(Written exercise):
In the listing, starting with the line containing "Could you provide the mask of every instance of the smoke" and going on through the line containing "M117 66L116 66L116", change "funnel" to "chimney" and write those lines out again with everything else unchanged.

==== Material to process

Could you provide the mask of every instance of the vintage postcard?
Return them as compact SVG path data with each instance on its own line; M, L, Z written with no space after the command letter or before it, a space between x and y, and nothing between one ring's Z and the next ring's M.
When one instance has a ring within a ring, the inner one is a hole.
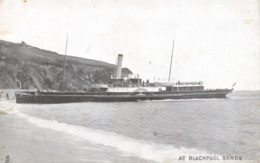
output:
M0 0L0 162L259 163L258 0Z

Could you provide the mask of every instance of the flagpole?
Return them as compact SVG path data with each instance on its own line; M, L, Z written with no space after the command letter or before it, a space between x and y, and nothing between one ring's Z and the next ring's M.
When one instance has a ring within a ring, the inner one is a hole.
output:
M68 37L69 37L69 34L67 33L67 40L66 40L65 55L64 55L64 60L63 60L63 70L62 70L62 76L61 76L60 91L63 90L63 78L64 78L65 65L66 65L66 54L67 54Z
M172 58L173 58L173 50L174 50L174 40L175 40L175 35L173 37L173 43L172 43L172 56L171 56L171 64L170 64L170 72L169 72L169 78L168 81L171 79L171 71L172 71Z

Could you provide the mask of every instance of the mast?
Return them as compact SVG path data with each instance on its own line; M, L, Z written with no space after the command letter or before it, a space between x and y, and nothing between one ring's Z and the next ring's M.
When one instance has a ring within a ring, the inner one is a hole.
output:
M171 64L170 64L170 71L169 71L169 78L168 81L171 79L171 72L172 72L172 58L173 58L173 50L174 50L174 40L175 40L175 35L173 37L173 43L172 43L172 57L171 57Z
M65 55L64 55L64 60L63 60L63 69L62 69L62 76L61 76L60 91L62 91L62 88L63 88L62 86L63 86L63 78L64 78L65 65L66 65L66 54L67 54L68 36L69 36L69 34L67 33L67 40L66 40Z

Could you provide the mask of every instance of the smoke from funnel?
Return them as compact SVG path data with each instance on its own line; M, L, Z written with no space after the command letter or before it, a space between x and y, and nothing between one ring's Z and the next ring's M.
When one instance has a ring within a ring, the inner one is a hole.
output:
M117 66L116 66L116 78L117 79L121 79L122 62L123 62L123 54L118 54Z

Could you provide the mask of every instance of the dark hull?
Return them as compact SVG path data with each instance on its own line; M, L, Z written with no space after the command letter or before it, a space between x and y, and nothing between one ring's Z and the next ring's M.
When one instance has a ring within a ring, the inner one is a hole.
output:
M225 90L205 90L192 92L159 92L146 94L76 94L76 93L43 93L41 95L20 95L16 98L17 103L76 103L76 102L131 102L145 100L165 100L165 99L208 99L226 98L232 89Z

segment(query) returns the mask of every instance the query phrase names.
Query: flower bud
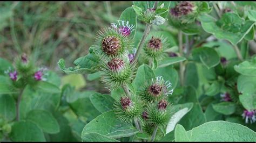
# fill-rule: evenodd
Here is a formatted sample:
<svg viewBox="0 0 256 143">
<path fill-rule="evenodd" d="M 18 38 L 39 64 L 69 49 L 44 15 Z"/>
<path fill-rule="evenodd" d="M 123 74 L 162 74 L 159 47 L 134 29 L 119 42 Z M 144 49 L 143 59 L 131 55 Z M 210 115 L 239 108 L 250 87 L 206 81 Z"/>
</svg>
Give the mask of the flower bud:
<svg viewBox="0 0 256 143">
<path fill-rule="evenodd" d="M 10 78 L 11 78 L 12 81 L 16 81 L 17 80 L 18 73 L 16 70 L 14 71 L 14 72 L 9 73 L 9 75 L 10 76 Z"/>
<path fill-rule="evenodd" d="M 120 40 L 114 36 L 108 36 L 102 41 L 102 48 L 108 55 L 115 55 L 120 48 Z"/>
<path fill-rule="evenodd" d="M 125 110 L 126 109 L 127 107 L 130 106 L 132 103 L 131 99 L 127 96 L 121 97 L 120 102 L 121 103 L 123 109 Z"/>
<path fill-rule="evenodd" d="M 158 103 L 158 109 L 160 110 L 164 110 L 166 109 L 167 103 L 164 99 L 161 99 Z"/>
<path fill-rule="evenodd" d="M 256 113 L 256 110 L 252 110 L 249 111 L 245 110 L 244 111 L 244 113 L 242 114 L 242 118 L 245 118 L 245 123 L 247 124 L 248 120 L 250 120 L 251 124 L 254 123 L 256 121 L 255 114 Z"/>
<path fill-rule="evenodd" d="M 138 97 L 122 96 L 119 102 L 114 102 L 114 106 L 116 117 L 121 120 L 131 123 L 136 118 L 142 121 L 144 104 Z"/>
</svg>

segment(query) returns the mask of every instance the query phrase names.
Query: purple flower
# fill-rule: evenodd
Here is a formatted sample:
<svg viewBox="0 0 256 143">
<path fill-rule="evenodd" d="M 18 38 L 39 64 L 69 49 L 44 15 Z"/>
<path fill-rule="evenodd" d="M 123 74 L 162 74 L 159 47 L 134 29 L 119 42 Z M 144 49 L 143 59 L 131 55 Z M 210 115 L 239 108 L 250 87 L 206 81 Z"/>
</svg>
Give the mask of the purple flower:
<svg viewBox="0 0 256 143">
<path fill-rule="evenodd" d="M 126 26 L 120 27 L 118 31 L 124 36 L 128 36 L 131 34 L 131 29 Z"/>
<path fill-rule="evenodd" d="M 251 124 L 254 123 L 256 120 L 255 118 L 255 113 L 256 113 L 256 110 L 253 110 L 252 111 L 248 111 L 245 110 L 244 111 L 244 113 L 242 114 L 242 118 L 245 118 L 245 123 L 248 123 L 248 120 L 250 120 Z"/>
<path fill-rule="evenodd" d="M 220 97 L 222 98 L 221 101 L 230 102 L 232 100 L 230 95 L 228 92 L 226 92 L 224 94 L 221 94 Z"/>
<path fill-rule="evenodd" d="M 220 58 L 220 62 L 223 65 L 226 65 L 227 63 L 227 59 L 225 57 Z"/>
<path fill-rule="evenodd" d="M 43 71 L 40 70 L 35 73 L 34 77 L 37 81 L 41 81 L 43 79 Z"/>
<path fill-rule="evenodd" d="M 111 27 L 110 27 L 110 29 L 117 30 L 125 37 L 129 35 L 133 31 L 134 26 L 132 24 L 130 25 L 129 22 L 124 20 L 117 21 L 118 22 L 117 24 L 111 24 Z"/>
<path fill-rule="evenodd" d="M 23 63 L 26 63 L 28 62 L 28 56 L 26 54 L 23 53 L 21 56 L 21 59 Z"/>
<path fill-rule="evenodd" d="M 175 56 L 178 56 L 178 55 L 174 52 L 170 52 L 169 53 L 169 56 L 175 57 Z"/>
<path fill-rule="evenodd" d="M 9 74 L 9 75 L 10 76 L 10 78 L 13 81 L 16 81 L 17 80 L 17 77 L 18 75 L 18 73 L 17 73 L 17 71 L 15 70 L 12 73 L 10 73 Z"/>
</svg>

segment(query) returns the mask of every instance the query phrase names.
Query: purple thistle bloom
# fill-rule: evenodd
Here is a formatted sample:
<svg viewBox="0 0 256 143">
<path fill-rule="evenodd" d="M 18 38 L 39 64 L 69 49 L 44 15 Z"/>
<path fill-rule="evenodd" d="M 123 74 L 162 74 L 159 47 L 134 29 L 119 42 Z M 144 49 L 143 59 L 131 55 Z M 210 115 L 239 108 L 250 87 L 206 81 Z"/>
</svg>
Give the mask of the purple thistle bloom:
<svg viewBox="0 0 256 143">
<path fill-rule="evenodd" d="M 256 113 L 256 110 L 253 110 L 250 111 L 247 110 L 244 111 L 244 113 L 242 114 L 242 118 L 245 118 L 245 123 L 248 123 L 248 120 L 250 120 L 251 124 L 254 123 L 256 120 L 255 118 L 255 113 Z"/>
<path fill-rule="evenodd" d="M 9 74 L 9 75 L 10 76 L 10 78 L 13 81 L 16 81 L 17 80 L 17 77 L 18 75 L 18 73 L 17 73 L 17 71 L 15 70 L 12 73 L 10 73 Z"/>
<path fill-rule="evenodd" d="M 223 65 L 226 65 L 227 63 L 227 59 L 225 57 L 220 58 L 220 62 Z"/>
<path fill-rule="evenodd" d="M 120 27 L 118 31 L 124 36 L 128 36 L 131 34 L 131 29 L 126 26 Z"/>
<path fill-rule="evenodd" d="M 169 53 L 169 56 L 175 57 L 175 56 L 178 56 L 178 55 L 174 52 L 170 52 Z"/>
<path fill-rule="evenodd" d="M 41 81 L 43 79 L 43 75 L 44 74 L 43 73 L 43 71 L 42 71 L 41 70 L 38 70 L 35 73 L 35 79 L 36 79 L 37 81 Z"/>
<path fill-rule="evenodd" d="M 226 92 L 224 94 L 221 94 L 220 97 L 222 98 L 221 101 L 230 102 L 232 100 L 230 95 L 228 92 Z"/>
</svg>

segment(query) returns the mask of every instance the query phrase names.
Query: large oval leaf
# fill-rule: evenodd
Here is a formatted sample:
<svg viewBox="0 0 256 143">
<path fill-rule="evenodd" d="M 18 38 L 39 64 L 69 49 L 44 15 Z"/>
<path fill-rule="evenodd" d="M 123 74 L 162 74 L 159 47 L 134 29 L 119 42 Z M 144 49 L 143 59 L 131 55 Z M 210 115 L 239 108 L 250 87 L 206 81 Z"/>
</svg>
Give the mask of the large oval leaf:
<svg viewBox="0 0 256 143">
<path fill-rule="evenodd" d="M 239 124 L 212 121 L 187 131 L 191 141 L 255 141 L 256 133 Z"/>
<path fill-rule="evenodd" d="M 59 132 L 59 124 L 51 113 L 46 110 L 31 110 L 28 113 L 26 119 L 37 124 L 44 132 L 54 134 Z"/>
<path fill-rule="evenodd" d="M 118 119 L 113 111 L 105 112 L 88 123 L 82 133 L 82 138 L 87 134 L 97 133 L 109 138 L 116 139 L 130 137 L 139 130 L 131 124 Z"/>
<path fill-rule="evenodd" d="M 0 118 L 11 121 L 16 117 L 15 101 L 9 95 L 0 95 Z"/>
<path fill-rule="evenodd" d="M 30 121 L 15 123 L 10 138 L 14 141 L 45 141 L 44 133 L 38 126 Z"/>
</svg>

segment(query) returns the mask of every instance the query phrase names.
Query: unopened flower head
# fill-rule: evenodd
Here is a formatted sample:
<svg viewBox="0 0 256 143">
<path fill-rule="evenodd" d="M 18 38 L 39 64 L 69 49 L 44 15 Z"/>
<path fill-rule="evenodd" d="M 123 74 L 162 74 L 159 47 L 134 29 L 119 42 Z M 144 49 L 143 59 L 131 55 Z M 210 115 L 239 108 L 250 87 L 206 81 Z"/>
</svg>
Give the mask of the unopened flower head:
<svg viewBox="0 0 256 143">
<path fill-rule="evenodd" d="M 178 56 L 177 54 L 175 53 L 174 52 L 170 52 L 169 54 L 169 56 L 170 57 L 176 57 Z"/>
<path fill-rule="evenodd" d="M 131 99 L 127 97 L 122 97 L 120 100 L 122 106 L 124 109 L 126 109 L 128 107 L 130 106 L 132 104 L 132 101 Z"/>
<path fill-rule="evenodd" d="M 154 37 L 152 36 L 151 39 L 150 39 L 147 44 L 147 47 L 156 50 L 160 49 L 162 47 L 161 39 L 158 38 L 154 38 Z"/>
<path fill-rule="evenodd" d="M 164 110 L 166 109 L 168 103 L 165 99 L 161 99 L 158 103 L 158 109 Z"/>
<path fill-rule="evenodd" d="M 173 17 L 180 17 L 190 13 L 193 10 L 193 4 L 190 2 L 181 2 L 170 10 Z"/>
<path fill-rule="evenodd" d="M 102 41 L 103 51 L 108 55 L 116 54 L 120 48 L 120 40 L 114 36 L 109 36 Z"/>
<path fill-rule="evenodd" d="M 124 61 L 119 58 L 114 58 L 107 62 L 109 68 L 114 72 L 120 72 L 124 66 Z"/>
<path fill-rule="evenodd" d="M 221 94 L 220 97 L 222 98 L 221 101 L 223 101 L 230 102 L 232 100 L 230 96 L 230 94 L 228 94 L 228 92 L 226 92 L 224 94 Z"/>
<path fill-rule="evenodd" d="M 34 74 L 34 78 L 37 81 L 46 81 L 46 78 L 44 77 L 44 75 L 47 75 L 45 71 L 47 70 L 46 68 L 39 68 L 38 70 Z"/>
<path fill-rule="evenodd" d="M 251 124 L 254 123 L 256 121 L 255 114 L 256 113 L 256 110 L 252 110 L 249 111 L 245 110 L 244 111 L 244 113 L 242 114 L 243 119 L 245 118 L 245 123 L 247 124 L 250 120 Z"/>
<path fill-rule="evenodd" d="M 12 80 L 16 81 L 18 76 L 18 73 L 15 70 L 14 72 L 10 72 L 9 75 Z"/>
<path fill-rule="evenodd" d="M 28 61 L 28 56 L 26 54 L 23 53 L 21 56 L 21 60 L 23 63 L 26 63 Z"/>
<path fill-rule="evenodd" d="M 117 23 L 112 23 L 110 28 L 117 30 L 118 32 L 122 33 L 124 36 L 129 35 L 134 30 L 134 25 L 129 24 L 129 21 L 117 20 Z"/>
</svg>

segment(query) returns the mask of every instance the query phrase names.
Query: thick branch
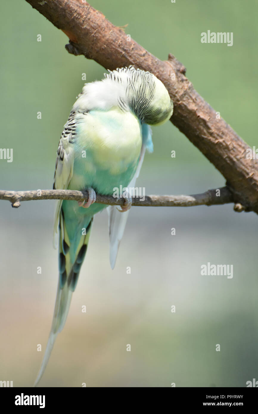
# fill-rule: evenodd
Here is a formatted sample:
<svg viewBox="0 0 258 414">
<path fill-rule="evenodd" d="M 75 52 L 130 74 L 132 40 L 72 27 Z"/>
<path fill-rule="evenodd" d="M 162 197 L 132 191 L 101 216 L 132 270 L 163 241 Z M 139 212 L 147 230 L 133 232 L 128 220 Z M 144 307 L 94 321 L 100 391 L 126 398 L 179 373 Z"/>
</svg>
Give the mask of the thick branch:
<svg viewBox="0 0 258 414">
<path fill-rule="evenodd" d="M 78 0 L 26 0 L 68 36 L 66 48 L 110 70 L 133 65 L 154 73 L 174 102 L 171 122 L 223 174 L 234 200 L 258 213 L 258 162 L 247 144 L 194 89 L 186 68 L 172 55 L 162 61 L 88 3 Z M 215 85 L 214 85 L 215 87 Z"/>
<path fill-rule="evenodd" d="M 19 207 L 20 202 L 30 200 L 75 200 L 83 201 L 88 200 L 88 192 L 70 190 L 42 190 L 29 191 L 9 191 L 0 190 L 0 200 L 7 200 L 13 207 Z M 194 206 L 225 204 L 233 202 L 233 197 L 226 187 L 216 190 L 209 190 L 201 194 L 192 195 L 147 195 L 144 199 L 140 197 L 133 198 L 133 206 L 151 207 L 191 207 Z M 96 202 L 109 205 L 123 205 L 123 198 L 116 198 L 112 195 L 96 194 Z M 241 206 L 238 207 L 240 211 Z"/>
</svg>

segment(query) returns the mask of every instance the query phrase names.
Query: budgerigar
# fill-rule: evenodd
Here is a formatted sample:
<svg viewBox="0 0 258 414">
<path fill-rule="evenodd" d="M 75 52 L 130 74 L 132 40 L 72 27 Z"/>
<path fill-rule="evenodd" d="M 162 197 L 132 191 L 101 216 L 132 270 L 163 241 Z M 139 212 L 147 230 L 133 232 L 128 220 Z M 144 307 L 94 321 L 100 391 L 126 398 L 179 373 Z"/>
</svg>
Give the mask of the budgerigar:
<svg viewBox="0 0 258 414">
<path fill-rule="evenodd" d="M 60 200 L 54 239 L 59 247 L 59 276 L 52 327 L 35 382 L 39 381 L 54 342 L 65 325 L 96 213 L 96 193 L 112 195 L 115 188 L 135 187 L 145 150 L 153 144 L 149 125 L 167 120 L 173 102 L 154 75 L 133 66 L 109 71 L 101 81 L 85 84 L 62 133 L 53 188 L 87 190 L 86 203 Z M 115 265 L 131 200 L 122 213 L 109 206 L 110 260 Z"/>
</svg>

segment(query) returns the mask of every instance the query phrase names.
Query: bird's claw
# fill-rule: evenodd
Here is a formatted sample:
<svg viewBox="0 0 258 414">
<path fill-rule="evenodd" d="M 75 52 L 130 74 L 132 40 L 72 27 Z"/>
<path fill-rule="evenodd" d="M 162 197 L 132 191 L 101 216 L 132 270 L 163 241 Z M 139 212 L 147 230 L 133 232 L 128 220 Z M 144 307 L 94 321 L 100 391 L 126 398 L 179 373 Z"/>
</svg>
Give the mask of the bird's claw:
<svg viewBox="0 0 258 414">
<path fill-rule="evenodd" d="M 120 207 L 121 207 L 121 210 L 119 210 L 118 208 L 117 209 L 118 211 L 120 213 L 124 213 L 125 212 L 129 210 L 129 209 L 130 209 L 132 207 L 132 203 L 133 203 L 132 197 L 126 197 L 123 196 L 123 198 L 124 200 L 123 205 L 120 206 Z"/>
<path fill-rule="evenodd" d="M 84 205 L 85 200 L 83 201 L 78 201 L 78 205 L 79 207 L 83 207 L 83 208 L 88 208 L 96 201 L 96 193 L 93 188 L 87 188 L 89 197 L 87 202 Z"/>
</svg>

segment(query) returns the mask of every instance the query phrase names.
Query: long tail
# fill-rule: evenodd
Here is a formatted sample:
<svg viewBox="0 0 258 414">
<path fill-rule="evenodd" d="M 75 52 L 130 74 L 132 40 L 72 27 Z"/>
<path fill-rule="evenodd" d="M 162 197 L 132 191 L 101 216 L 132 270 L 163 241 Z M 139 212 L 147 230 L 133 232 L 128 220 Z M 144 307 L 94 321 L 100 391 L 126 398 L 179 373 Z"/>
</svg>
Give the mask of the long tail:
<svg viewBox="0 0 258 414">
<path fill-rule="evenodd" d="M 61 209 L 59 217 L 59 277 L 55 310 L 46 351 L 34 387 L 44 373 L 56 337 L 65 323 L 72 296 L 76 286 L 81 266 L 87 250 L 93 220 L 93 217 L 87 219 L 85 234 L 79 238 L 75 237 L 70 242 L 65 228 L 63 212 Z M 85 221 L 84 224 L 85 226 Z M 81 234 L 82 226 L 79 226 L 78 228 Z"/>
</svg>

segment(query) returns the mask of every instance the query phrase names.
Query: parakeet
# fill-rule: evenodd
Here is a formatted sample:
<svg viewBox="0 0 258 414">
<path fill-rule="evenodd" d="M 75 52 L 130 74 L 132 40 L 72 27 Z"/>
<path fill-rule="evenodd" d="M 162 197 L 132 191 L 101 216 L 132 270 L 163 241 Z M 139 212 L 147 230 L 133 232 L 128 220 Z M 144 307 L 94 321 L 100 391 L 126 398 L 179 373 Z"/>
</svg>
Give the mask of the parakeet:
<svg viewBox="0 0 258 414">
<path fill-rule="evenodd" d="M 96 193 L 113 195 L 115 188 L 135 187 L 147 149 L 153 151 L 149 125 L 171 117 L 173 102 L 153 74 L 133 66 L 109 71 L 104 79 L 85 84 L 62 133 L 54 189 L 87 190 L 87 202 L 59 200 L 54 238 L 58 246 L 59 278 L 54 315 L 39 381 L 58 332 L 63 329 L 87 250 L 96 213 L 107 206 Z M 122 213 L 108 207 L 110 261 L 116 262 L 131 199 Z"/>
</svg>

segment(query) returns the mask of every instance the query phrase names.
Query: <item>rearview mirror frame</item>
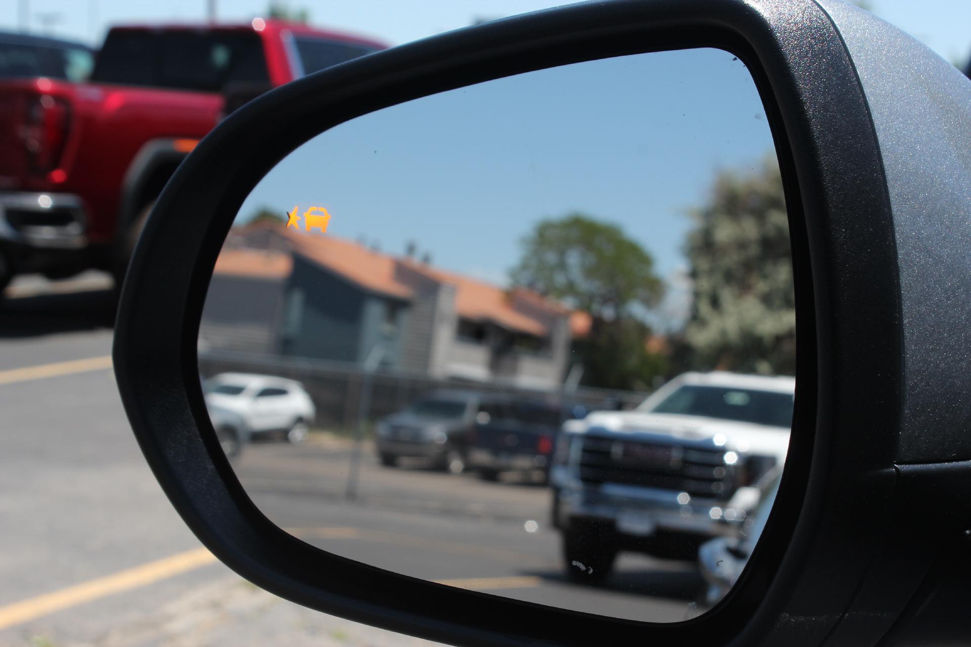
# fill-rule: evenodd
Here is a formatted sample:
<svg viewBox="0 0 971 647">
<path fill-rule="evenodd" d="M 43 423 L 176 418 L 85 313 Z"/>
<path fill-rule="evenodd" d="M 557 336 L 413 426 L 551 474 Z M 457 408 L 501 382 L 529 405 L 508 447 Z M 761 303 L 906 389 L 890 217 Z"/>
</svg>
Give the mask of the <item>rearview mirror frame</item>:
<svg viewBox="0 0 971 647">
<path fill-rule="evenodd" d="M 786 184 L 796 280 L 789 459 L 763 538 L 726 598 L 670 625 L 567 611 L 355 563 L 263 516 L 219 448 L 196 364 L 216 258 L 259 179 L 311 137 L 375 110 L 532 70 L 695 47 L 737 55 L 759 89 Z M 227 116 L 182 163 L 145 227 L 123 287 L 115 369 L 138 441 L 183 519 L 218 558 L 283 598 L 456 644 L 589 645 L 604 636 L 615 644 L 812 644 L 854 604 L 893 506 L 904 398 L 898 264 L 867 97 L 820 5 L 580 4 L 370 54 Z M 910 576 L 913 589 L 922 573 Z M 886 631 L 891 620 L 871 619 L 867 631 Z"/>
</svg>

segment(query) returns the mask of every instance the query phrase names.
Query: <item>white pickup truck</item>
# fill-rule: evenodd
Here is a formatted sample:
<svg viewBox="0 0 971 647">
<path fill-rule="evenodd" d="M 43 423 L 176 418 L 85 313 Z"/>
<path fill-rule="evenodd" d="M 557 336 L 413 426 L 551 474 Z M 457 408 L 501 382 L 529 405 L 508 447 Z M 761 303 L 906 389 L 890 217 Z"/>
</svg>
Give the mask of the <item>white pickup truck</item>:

========

(Answer in full):
Could you provide the mask of every instance of the smoke from chimney?
Return them as compact SVG path data with each instance on its own line; M, L, Z written with no space after the command letter or before it, a space between x and y, and nothing between one ring's Z and the next ring's M.
When one instance has a ring within a ring, the inner one is a hole.
output:
M117 66L116 66L116 78L117 79L121 79L122 62L123 62L123 54L118 54Z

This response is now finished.